Given task: Convert the records below into a JSON list of strings with one string per line, omitting blank lines and the pictures.
[Start Records shown]
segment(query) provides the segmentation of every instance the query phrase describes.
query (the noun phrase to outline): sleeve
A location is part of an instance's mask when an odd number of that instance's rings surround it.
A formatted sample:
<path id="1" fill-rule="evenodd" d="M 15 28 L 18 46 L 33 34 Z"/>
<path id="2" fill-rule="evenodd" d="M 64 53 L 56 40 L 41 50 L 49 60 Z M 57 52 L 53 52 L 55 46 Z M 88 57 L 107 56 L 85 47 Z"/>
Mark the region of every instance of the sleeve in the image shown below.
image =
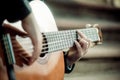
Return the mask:
<path id="1" fill-rule="evenodd" d="M 27 0 L 7 0 L 6 17 L 10 22 L 22 20 L 31 13 L 31 7 Z"/>
<path id="2" fill-rule="evenodd" d="M 66 52 L 63 52 L 64 53 L 64 63 L 65 63 L 65 73 L 71 73 L 75 67 L 75 64 L 73 65 L 67 65 L 67 61 L 66 61 L 66 58 L 67 58 L 67 54 Z"/>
[End Records shown]
Answer to this problem:
[
  "segment(query) provides the segmentation of every instance the query phrase describes.",
  "query (the noun phrase to outline): sleeve",
  "A location is part of an instance's mask when an odd number of that instance's rings surround it.",
  "A formatted sample:",
  "<path id=\"1\" fill-rule=\"evenodd\" d=\"M 15 28 L 18 46 L 33 34 Z\"/>",
  "<path id=\"2\" fill-rule=\"evenodd\" d=\"M 64 53 L 56 40 L 41 50 L 49 60 Z M 57 52 L 53 52 L 55 46 Z M 88 57 L 107 56 L 85 47 Z\"/>",
  "Mark the region of every instance of the sleeve in the image shown below.",
  "image =",
  "Return the mask:",
  "<path id=\"1\" fill-rule=\"evenodd\" d=\"M 27 0 L 7 0 L 6 17 L 10 22 L 22 20 L 31 13 L 31 7 Z\"/>",
  "<path id=\"2\" fill-rule=\"evenodd\" d=\"M 66 52 L 63 52 L 64 53 L 64 63 L 65 63 L 65 73 L 71 73 L 75 67 L 75 64 L 73 65 L 67 65 L 67 61 L 66 61 L 66 58 L 67 58 L 67 54 Z\"/>"
]